• **KUTIPAN DOKUMEN**:
Risalah Redaksi

Merdeka Melawan Hawa Nafsu

Sabtu, 20 Agustus 2016 | 14:30 WIB

Rasulullah seusai menjalani sebuah peperangan ditanya oleh salah seorang sahabat tentang jihad terbesar. Kepada pengikut setianya tersebut beliau menjelaskan bahwa jihad terbesar adalah jihad melawan hawa nafsu. Perang melawan musuh sangat berat dengan risiko kematian, tetapi perang melawan hawa nafsu lebih berat lagi karena melawan diri sendiri. Apa yang disampaikan Rasulullah tersebut merupakan cerminan tantangan yang dihadapi umat Islam hingga saat ini. Tantangan dalam mengendalikan hawa nafsunya, hawa nafsu untuk berkuasa tanpa batas, hawa nafsu untuk mengumpulkan harta dengan segala cara, hawa nafsu untuk mencapai segala sesuatu dengan jalan pintas, dan lainnya. 

Kondisi inilah yang kini dialami oleh bangsa Indonesia. Perjuangan memperebutkan  kemerdekaan Indonesia bukanlah hal yang mudah. Seluruh komponen bangsa terlibat dan bahu membahu mengusir penjajah, termasuk kalangan pesantren. Upaya tersebut tidak sia-sia dengan dideklarasikannya proklamasi kemerdekaan Indonesia pada 17 Agustus 1945, 71 tahun yang lalu. Kemerdekaan tersebut sekaligus menandai babak baru perjalanan sebuah negara baru bernama Indonesia. Jika sebelumnya kompak mengusir penjajah, lalu masing-masing kelompok berusaha mendominasi yang lain. Bahkan mulai banyak yang berusaha mengambil manfaat secara pribadi, padahal para pejuang rela mengorbankan nyawanya demi sebuah kemerdekaan.

• **DATA YANG DIBERIKAN**:
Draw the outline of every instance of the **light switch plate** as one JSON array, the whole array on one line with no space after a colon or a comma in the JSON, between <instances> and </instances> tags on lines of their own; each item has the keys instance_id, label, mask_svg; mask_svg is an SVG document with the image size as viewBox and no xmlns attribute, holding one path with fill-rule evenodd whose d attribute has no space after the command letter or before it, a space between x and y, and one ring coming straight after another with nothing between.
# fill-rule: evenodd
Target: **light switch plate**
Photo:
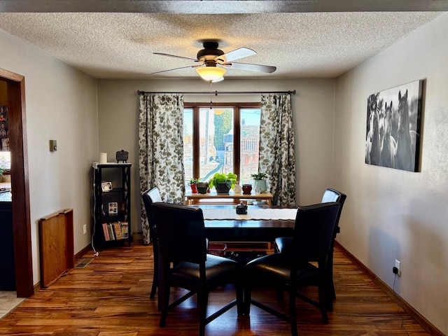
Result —
<instances>
[{"instance_id":1,"label":"light switch plate","mask_svg":"<svg viewBox=\"0 0 448 336\"><path fill-rule=\"evenodd\" d=\"M56 140L50 140L50 151L55 152L57 150L57 141Z\"/></svg>"}]
</instances>

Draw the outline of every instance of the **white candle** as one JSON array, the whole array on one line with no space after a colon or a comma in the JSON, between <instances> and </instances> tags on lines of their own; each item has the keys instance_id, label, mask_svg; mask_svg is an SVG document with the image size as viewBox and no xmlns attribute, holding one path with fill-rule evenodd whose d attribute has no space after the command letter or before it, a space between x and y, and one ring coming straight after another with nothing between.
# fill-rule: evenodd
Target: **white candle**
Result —
<instances>
[{"instance_id":1,"label":"white candle","mask_svg":"<svg viewBox=\"0 0 448 336\"><path fill-rule=\"evenodd\" d=\"M107 163L107 153L99 153L99 163Z\"/></svg>"}]
</instances>

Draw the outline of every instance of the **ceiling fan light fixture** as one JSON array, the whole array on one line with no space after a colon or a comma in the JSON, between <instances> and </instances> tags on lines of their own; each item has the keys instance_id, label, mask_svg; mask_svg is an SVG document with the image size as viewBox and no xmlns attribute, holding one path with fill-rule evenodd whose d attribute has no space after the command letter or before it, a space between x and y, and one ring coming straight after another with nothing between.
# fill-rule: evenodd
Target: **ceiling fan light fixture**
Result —
<instances>
[{"instance_id":1,"label":"ceiling fan light fixture","mask_svg":"<svg viewBox=\"0 0 448 336\"><path fill-rule=\"evenodd\" d=\"M217 66L201 66L200 68L197 68L196 71L202 79L209 82L218 81L218 80L220 80L224 74L225 74L225 69Z\"/></svg>"}]
</instances>

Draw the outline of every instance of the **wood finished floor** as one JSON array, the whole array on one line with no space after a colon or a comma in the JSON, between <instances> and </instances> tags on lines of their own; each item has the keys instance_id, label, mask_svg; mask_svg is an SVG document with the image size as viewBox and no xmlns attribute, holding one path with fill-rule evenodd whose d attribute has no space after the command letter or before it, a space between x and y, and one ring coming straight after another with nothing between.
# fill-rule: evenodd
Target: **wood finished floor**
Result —
<instances>
[{"instance_id":1,"label":"wood finished floor","mask_svg":"<svg viewBox=\"0 0 448 336\"><path fill-rule=\"evenodd\" d=\"M90 252L83 258L94 257ZM195 295L170 312L166 326L159 328L157 297L149 298L153 265L150 246L137 244L104 250L85 267L74 269L0 320L0 335L197 335ZM337 298L328 325L322 324L316 308L298 300L299 335L430 335L406 313L398 312L395 302L338 250L335 283ZM234 295L231 286L212 293L209 312ZM260 288L253 297L286 312L287 300L278 302L273 290ZM250 317L237 317L232 308L209 323L206 332L211 336L290 335L287 323L253 306Z\"/></svg>"}]
</instances>

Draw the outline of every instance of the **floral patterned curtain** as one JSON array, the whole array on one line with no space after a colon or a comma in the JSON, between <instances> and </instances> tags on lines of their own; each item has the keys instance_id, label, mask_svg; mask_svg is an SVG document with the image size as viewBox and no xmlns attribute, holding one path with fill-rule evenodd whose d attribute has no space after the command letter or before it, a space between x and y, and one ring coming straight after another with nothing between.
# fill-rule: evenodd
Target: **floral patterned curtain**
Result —
<instances>
[{"instance_id":1,"label":"floral patterned curtain","mask_svg":"<svg viewBox=\"0 0 448 336\"><path fill-rule=\"evenodd\" d=\"M261 96L258 171L269 178L274 205L295 205L295 159L289 94Z\"/></svg>"},{"instance_id":2,"label":"floral patterned curtain","mask_svg":"<svg viewBox=\"0 0 448 336\"><path fill-rule=\"evenodd\" d=\"M140 192L158 187L162 200L183 203L183 94L140 95L139 169ZM141 202L144 244L149 244L149 225Z\"/></svg>"}]
</instances>

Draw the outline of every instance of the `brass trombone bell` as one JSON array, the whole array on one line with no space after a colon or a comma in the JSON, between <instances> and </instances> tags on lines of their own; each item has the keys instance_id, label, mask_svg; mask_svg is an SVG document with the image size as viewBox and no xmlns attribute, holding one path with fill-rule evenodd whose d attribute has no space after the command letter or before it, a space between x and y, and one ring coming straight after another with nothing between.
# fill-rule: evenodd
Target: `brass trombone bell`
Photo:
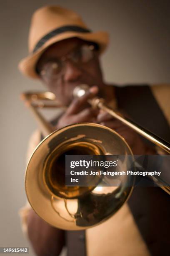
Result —
<instances>
[{"instance_id":1,"label":"brass trombone bell","mask_svg":"<svg viewBox=\"0 0 170 256\"><path fill-rule=\"evenodd\" d=\"M132 189L127 186L128 179L132 178L120 176L120 187L98 187L101 178L98 177L95 177L93 187L67 187L65 154L124 155L122 165L125 169L126 157L132 154L130 148L109 128L90 123L74 124L45 138L28 163L25 175L27 197L45 220L55 227L72 230L104 221L127 200Z\"/></svg>"}]
</instances>

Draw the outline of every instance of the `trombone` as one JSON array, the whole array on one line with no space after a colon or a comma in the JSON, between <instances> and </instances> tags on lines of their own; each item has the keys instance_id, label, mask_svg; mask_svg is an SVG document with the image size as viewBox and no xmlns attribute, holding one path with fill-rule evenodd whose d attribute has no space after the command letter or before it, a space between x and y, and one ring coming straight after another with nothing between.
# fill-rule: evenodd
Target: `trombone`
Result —
<instances>
[{"instance_id":1,"label":"trombone","mask_svg":"<svg viewBox=\"0 0 170 256\"><path fill-rule=\"evenodd\" d=\"M80 97L88 88L86 84L76 87L74 96ZM26 101L44 136L47 136L33 152L25 174L27 195L33 209L50 225L65 230L84 229L108 219L130 196L133 187L128 184L129 179L132 179L131 184L134 182L133 178L123 177L119 187L98 187L100 180L98 177L95 179L96 186L67 186L65 155L124 155L125 157L122 164L125 169L129 164L127 156L133 156L129 145L117 133L98 124L75 124L54 131L38 108L63 107L55 100L55 95L50 92L27 92L22 94L21 97ZM42 100L45 100L45 104L42 104ZM95 97L88 101L93 107L107 112L170 153L169 143L116 113L105 104L103 99ZM154 178L159 184L161 182L161 187L170 194L169 184Z\"/></svg>"}]
</instances>

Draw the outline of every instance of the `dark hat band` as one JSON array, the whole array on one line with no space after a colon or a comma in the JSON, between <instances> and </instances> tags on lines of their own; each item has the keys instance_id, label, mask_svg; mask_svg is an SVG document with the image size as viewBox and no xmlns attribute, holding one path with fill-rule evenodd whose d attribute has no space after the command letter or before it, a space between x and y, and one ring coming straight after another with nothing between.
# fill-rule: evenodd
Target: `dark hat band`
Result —
<instances>
[{"instance_id":1,"label":"dark hat band","mask_svg":"<svg viewBox=\"0 0 170 256\"><path fill-rule=\"evenodd\" d=\"M32 52L34 53L37 51L40 47L42 46L48 40L49 40L52 37L53 37L55 36L56 36L56 35L59 35L61 33L68 31L80 32L82 33L87 33L92 32L89 29L78 26L64 26L63 27L58 28L54 29L54 30L51 31L40 39L35 47Z\"/></svg>"}]
</instances>

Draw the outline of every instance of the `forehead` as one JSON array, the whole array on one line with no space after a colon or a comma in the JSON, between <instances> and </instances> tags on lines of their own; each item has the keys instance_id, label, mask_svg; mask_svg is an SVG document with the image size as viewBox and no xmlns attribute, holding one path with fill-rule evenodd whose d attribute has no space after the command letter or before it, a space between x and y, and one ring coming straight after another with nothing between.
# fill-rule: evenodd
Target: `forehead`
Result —
<instances>
[{"instance_id":1,"label":"forehead","mask_svg":"<svg viewBox=\"0 0 170 256\"><path fill-rule=\"evenodd\" d=\"M42 54L40 59L42 59L47 56L52 56L54 54L56 56L62 56L70 52L77 47L88 43L87 41L76 38L65 39L50 46Z\"/></svg>"}]
</instances>

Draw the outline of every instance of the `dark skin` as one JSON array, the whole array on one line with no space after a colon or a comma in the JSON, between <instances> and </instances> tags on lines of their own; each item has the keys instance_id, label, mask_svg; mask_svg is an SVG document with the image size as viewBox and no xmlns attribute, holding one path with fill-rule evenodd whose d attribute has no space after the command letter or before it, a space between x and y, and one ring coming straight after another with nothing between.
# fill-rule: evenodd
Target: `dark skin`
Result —
<instances>
[{"instance_id":1,"label":"dark skin","mask_svg":"<svg viewBox=\"0 0 170 256\"><path fill-rule=\"evenodd\" d=\"M37 63L41 70L48 60L65 56L85 41L77 38L70 38L51 46L42 55ZM66 61L61 75L52 79L42 74L40 78L47 89L56 95L62 104L68 107L58 120L55 129L77 123L92 122L114 129L123 137L135 154L155 154L153 149L148 148L140 136L112 116L98 110L93 109L87 103L88 99L98 95L107 102L115 97L114 87L103 82L97 52L88 63L82 66ZM72 92L81 84L88 84L90 89L83 96L73 99ZM58 255L65 243L64 231L51 227L39 217L32 210L28 216L28 236L38 255Z\"/></svg>"}]
</instances>

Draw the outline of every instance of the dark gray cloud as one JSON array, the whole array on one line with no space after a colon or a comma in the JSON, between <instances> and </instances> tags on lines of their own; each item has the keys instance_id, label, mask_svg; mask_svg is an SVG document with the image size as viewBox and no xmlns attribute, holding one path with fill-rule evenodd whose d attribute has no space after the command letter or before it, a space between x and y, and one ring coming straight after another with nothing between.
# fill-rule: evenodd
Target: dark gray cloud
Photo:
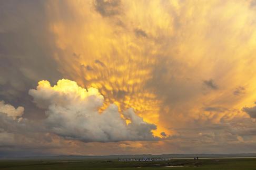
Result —
<instances>
[{"instance_id":1,"label":"dark gray cloud","mask_svg":"<svg viewBox=\"0 0 256 170\"><path fill-rule=\"evenodd\" d=\"M214 82L213 80L210 79L209 80L204 80L203 84L207 87L212 89L213 90L217 90L219 87L217 84Z\"/></svg>"},{"instance_id":2,"label":"dark gray cloud","mask_svg":"<svg viewBox=\"0 0 256 170\"><path fill-rule=\"evenodd\" d=\"M256 104L256 102L255 104ZM252 108L244 107L242 110L250 115L251 118L256 118L256 105Z\"/></svg>"},{"instance_id":3,"label":"dark gray cloud","mask_svg":"<svg viewBox=\"0 0 256 170\"><path fill-rule=\"evenodd\" d=\"M43 1L0 2L0 100L26 108L25 117L41 116L27 92L38 80L62 76L53 57Z\"/></svg>"},{"instance_id":4,"label":"dark gray cloud","mask_svg":"<svg viewBox=\"0 0 256 170\"><path fill-rule=\"evenodd\" d=\"M94 6L103 17L110 17L120 14L121 3L120 0L96 0Z\"/></svg>"}]
</instances>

• **SOAL DIKERJAKAN**: Salin tanpa perubahan satu bagian dari tulisan tentang jihad melawan hawa nafsu. Mulailah pada kata-kata yang memuat "Risalah Redaksi" dan berhentilah setelah "pintas, dan lainnya.".

• **JAWABAN SOAL**:
Risalah Redaksi

Merdeka Melawan Hawa Nafsu

Sabtu, 20 Agustus 2016 | 14:30 WIB

Rasulullah seusai menjalani sebuah peperangan ditanya oleh salah seorang sahabat tentang jihad terbesar. Kepada pengikut setianya tersebut beliau menjelaskan bahwa jihad terbesar adalah jihad melawan hawa nafsu. Perang melawan musuh sangat berat dengan risiko kematian, tetapi perang melawan hawa nafsu lebih berat lagi karena melawan diri sendiri. Apa yang disampaikan Rasulullah tersebut merupakan cerminan tantangan yang dihadapi umat Islam hingga saat ini. Tantangan dalam mengendalikan hawa nafsunya, hawa nafsu untuk berkuasa tanpa batas, hawa nafsu untuk mengumpulkan harta dengan segala cara, hawa nafsu untuk mencapai segala sesuatu dengan jalan pintas, dan lainnya.